QUOTED TEXT:
********
It should be noted that the “common impulse response set” here is not necessarily present in the impulse response sets from which it is removed: for example, the common impulse response set could be an average of all the stored impulse responses, but no one impulse response set will exactly match this average set. By contrast, in the first aspect above, the “common impulse response element” typically refers to a feature (e.g. a sequence of samples) present in the impulse responses from which it was removed.


Preferably each of the impulse response sets is a respective HRTF.


Preferably, computing the common impulse response set comprises computing an average of some or all of the impulse response sets or sub-sets thereof at each location represented by those impulse response sets. Because HRTFs will generally be similar to one another, differing in terms of relatively small details, a significant portion of the information that is present in each HRTF can be captured by computing the average. Most advantageously, each of the impulse response sets is a respective HRTF, the impulse responses of each HRTF comprising a left-ear subset and a right-ear subset, and computing the average comprises: for the HRTFs to be averaged, spatially inverting either the left-ear subsets or the right-ear subsets of those HRTFs along the left-right direction; computing an average of the inverted left-ear or right-ear subsets and the non-inverted subsets of the HRTFs to be averaged at each location represented by those subsets. The left-ear and right-ear parts of each HRTF will generally be similar to one another when inverted in this manner: for example, the right ear will perceive a sound originating 10 metres to the left and 1 metre in front very similarly to how the left ear will perceive the same sound when it originates 10 metres to the right and 1 metre in front. Therefore, when one is inverted along the left-right direction, the left-ear and right-ear parts of each HRTF are similar to one another and can both be used to compute the average. In this scenario, the common impulse response set may be stored for only one ear, in which case the impulse response set for the other ear can be obtained by spatially inverting the impulse response set reconstructed from the common impulse response set of the ear whose values were stored.
********
ENTRIES SHOWN:
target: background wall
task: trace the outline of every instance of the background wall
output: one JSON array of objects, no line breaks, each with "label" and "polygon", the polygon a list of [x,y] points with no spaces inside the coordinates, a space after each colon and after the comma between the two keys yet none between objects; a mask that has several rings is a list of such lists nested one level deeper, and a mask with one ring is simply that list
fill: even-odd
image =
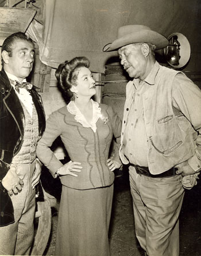
[{"label": "background wall", "polygon": [[[167,37],[184,35],[191,47],[184,70],[200,71],[200,0],[47,0],[43,29],[48,36],[44,37],[41,59],[57,67],[66,59],[86,56],[92,71],[103,73],[108,59],[117,53],[102,49],[116,39],[118,28],[143,24]],[[37,36],[40,26],[35,25]]]}]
********
Quote the impulse response text above from "It should be" to "it was removed.".

EXERCISE RESPONSE:
It should be noted that the “common impulse response set” here is not necessarily present in the impulse response sets from which it is removed: for example, the common impulse response set could be an average of all the stored impulse responses, but no one impulse response set will exactly match this average set. By contrast, in the first aspect above, the “common impulse response element” typically refers to a feature (e.g. a sequence of samples) present in the impulse responses from which it was removed.